(Material provided Opens)
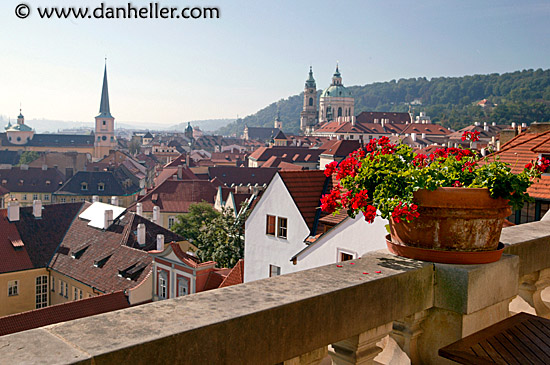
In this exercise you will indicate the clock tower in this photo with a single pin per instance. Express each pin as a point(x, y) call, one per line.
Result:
point(105, 140)
point(309, 116)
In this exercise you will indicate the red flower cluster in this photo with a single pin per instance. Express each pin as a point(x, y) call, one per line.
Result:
point(540, 164)
point(330, 168)
point(369, 213)
point(329, 202)
point(403, 211)
point(470, 136)
point(348, 167)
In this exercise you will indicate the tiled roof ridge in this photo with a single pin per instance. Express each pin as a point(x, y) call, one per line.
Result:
point(508, 145)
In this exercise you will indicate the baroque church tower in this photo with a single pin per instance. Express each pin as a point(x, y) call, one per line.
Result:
point(105, 140)
point(309, 116)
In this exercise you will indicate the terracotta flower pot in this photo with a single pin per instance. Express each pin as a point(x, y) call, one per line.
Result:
point(453, 219)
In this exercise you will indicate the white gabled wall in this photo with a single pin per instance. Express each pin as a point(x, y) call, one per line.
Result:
point(354, 236)
point(260, 249)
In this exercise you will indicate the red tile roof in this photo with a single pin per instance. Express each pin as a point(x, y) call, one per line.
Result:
point(306, 188)
point(94, 245)
point(177, 195)
point(63, 312)
point(12, 258)
point(235, 276)
point(521, 150)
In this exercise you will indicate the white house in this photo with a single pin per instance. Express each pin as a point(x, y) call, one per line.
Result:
point(287, 232)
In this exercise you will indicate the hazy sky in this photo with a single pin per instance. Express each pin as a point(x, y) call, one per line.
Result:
point(173, 70)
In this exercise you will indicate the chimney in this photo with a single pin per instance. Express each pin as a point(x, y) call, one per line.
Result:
point(156, 214)
point(107, 218)
point(13, 211)
point(160, 242)
point(141, 234)
point(37, 209)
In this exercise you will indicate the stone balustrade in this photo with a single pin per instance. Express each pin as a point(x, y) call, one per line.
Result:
point(292, 319)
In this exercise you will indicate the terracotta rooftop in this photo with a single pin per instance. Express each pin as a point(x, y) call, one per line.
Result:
point(63, 312)
point(100, 258)
point(178, 195)
point(306, 188)
point(523, 149)
point(235, 276)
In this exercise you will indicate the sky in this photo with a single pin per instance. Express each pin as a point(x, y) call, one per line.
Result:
point(167, 71)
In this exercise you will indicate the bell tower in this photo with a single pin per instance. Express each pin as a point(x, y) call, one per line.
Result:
point(105, 140)
point(308, 116)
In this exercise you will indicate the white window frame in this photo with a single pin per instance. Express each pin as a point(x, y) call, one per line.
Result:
point(13, 288)
point(274, 270)
point(41, 291)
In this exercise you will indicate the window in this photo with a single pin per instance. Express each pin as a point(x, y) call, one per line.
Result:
point(182, 287)
point(162, 285)
point(13, 288)
point(282, 227)
point(171, 221)
point(41, 291)
point(270, 225)
point(77, 293)
point(274, 270)
point(345, 255)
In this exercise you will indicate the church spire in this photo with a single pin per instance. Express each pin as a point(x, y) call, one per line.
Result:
point(104, 110)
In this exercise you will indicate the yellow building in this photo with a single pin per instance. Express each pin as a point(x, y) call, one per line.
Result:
point(21, 137)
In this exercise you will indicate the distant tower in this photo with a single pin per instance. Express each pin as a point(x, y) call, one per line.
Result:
point(104, 124)
point(189, 131)
point(336, 102)
point(308, 116)
point(278, 122)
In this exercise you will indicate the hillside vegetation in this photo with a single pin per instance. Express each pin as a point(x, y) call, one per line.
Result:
point(521, 96)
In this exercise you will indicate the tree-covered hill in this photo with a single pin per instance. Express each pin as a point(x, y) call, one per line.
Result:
point(521, 96)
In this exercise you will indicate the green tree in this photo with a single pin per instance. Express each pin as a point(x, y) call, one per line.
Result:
point(189, 225)
point(27, 157)
point(134, 146)
point(222, 240)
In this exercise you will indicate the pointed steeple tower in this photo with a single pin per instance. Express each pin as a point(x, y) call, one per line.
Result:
point(105, 140)
point(104, 109)
point(308, 116)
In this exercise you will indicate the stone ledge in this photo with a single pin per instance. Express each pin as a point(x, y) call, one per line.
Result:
point(531, 242)
point(470, 288)
point(262, 322)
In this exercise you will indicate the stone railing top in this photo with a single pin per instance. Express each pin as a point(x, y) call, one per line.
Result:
point(531, 242)
point(264, 322)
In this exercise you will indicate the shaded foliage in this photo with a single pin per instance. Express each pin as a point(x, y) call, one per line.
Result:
point(521, 96)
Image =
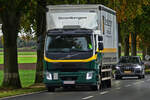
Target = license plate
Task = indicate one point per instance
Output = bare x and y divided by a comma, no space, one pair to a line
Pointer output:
69,82
127,72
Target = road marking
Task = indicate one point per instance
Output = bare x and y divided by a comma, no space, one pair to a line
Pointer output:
128,85
87,97
148,80
118,88
136,83
5,98
102,93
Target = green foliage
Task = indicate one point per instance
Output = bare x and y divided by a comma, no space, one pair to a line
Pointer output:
27,77
23,57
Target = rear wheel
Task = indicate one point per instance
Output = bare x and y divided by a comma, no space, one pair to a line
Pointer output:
140,76
143,76
51,89
117,77
109,83
96,87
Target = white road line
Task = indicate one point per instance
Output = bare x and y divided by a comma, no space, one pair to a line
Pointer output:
148,80
102,93
118,88
22,95
87,97
136,83
128,85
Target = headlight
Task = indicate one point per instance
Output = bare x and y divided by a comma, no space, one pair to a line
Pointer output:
89,75
55,76
139,67
48,76
117,67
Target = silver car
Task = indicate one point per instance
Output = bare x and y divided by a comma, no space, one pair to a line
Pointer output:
130,66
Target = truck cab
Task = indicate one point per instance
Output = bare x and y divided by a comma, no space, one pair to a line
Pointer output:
72,58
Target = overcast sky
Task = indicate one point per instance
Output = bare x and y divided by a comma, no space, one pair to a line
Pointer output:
0,30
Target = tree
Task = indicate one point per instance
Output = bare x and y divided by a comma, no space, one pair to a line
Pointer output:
40,33
10,14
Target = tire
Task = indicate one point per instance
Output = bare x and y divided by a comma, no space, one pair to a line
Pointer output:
140,76
117,77
143,76
96,87
51,89
109,83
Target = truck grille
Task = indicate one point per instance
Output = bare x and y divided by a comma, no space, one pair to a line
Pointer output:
69,78
127,69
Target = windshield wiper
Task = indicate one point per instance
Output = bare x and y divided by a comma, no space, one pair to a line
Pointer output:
79,50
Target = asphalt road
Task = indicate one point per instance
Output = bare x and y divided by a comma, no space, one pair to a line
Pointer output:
126,89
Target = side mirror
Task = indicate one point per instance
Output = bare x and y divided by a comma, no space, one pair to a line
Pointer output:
100,38
100,46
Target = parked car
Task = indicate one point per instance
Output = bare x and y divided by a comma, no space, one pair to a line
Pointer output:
130,66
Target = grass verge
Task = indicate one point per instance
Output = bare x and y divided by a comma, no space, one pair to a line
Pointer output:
31,89
22,59
27,77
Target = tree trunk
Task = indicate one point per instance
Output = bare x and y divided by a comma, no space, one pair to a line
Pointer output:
143,53
41,30
126,45
10,32
119,40
133,44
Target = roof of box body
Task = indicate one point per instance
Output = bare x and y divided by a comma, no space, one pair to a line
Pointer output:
69,31
68,7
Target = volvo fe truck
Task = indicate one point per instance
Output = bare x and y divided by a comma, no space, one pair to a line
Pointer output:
81,45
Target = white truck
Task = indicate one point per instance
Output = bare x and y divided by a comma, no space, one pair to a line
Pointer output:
81,46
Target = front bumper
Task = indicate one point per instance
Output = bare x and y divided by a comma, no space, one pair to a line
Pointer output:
71,79
135,72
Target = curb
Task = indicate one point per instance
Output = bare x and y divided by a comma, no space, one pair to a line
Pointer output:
20,95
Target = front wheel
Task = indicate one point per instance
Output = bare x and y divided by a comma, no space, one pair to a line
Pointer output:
51,89
96,87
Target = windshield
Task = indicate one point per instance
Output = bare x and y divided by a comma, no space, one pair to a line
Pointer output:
59,43
129,60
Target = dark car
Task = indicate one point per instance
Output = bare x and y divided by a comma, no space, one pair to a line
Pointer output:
130,66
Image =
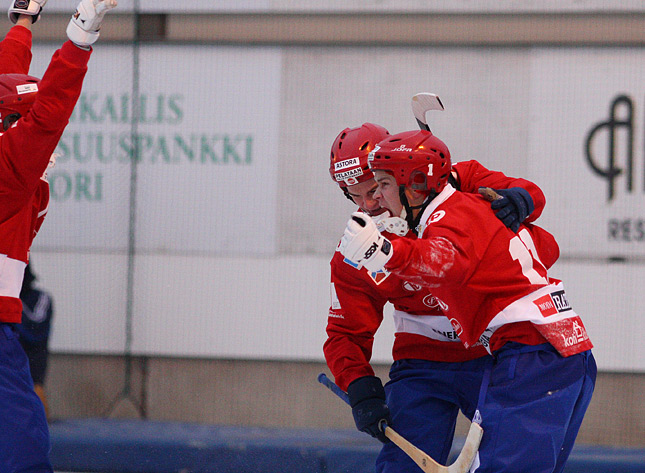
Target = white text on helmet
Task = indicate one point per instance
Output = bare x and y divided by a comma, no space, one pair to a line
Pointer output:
346,163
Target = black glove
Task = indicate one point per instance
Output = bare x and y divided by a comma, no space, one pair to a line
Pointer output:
515,205
367,398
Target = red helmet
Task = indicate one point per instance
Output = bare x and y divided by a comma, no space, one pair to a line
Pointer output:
417,159
349,153
17,95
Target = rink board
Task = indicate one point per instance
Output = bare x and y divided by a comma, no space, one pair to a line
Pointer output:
132,446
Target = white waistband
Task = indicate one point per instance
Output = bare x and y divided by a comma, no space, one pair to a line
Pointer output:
436,327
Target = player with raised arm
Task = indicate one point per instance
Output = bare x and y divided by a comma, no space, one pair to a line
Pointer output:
34,114
433,375
494,287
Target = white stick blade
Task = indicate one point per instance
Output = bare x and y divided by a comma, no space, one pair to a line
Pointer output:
423,102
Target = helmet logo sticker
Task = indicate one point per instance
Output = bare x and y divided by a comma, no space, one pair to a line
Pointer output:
347,163
370,156
403,148
351,174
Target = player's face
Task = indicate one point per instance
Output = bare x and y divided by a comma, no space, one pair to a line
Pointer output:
363,195
387,192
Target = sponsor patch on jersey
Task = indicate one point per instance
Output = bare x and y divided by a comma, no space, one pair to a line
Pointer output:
457,326
435,217
432,302
408,286
26,88
379,276
553,303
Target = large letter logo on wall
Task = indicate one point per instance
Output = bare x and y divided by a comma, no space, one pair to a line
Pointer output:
611,171
618,159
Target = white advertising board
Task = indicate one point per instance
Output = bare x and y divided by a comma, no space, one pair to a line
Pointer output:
205,144
587,142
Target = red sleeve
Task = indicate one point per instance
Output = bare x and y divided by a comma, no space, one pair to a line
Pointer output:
15,51
25,149
355,314
471,175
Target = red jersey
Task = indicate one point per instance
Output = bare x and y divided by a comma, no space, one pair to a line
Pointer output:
25,151
492,281
421,329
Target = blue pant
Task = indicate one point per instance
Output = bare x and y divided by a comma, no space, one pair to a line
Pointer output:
532,402
424,398
24,434
533,408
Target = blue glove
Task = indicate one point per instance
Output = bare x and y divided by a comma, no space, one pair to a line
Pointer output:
515,205
371,414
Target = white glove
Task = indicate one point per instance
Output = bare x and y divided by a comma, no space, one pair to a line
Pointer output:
363,244
83,28
26,7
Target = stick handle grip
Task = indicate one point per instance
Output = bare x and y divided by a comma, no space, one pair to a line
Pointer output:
333,387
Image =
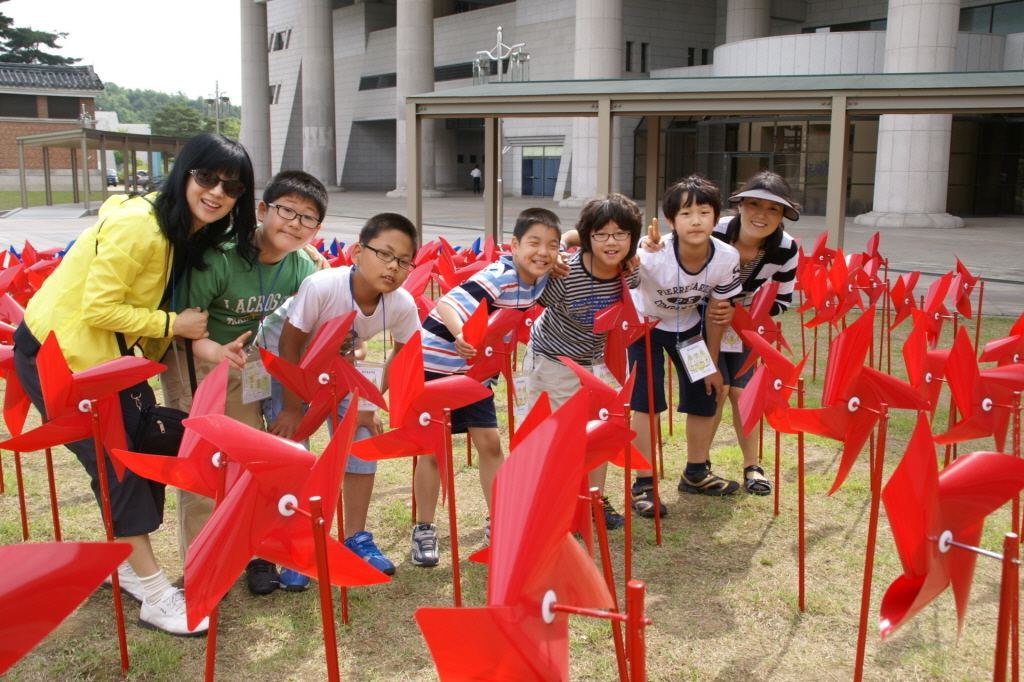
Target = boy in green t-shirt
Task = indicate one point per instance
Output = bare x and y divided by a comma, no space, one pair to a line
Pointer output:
240,286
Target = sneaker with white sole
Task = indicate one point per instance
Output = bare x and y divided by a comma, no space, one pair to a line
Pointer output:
130,586
425,545
168,615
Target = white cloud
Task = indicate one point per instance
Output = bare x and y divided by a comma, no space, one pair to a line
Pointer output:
184,45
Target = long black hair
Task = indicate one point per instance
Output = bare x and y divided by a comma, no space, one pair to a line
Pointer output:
776,184
228,159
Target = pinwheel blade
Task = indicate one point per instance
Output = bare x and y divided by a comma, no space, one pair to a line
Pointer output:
43,584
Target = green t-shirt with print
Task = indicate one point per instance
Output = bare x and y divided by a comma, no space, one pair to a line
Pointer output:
238,294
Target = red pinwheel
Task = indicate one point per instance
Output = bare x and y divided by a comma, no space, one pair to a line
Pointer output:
902,297
486,335
982,396
535,562
43,584
962,288
1007,350
195,469
769,389
68,399
935,311
417,409
758,321
928,510
925,369
257,516
624,327
311,380
853,395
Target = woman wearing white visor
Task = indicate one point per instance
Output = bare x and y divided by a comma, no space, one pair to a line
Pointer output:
766,253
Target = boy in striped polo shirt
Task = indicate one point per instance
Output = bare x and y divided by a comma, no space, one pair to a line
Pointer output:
512,282
607,231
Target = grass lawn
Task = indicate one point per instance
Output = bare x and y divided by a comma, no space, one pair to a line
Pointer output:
721,589
12,200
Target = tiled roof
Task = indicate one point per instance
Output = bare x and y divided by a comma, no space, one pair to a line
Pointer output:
41,76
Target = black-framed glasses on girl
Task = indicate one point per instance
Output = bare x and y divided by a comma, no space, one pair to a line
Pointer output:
208,179
387,257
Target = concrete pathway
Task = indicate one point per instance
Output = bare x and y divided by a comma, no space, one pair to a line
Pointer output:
992,247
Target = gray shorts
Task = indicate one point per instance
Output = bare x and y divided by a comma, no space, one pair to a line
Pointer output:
273,405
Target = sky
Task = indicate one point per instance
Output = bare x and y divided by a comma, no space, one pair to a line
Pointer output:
165,45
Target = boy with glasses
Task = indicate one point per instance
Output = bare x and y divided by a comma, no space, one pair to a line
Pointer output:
372,287
239,291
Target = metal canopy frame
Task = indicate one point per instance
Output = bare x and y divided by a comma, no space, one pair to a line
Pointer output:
83,139
838,96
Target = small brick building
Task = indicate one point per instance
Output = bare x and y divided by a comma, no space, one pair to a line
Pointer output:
37,98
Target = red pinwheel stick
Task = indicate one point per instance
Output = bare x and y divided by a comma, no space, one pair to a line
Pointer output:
104,501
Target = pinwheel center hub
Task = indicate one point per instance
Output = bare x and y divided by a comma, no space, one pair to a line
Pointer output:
944,541
287,504
549,600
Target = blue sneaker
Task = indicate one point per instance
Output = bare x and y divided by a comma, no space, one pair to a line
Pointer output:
361,544
292,581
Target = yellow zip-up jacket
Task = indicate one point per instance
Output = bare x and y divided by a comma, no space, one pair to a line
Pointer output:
112,280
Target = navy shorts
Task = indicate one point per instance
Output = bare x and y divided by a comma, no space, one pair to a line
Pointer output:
692,398
479,415
729,365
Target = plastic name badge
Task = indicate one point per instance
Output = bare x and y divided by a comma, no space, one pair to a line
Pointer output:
(Material provided Closes)
Each line of the data above that contains the word "shorts" counts once; report the total and add nothing.

2